SCHRIFTLICHE AUFGABE 1:
Übernimm aus dem Text zur Franz-West-Ausstellung wortgetreu den Abschnitt zwischen „Die große Überblicksausstellung“ und „Kunstpraxis von West.“, beide eingeschlossen.
SCHRIFTLICHE AUFGABE 2:
Führe bitte den Text zur Franz-West-Ausstellung im Anschluss an seinen letzten Satz weiter.

SEITE:
##############################
FRANZ WEST – Wo ist mein Achter?

MMK - Franz West - Wo ist mein Achter
Franz West Epiphanie an Stühlen, 2011, 
Photo Michaela Obermair, © Franz West

Die große Überblicksausstellung Museum für Moderne Kunst Frankfurt am Main zeigt bis zum 13. Oktober 2013 erstmals nach dem Tod von Franz West (1947-2012) eine Vielzahl seiner Skulpturen, Collagen und großformatigen Rauminstallationen. Die Präsentation wurde in Zusammenarbeit mit dem mumok Museum Moderner Kunst Stiftung Ludwig Wien realisiert und gibt mit rund 30 mehrteiligen Werken einen Einblick in die komplexe und vielschichtige Kunstpraxis von West.
##############################
DATENZEILEN:
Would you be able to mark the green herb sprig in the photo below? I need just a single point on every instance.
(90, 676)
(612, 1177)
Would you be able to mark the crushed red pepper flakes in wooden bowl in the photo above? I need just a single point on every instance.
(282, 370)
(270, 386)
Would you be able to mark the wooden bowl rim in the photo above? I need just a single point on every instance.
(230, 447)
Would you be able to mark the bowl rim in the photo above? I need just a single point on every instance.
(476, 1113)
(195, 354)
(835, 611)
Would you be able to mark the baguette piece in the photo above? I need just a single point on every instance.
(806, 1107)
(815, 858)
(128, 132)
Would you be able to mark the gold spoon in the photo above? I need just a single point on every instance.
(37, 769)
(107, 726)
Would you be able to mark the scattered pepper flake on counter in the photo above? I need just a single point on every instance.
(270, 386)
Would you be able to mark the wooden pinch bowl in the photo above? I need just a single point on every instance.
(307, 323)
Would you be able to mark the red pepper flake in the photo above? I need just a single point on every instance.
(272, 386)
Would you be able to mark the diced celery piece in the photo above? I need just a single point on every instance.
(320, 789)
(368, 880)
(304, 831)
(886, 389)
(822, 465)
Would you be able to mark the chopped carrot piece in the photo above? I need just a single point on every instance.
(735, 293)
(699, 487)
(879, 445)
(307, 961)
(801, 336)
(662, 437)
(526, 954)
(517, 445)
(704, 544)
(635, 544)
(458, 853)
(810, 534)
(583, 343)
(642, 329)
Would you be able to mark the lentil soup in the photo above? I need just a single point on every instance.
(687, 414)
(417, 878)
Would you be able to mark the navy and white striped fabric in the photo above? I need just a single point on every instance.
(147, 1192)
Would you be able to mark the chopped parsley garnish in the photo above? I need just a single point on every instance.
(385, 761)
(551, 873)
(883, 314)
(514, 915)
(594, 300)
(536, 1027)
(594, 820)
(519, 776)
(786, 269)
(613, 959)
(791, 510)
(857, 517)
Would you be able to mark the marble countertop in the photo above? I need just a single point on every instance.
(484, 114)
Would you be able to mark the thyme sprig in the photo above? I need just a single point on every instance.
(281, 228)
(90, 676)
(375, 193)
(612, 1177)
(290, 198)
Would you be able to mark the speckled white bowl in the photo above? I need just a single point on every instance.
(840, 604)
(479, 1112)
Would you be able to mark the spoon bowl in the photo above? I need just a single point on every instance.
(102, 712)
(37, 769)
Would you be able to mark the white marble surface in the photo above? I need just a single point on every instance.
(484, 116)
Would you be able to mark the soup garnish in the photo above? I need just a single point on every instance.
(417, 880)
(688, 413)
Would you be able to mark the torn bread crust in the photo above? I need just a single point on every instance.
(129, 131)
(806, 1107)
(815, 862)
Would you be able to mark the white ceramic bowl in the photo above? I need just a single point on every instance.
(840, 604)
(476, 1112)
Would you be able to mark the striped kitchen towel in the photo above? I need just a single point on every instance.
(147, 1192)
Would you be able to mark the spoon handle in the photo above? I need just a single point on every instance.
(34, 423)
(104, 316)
##############################
ERGEBNIS DER AUFGABE 1:
Die große Überblicksausstellung Museum für Moderne Kunst Frankfurt am Main zeigt bis zum 13. Oktober 2013 erstmals nach dem Tod von Franz West (1947-2012) eine Vielzahl seiner Skulpturen, Collagen und großformatigen Rauminstallationen. Die Präsentation wurde in Zusammenarbeit mit dem mumok Museum Moderner Kunst Stiftung Ludwig Wien realisiert und gibt mit rund 30 mehrteiligen Werken einen Einblick in die komplexe und vielschichtige Kunstpraxis von West.

ERGEBNIS DER AUFGABE 2:
Der Künstler hatte seit vielen Jahren eine sehr enge Verbindung zu Frankfurt am Main, wo er 1979 in der Galerie „forme“ des Künstlers und Galeristen Wegner seine erste Ausstellung außerhalb Österreichs hatte. Ende der 1980er Jahre folge eine wichtige Ausstellung im Portikus. Von 1992 bis 1994 hatte West eine Professur an der Frankfurter Städelschule inne.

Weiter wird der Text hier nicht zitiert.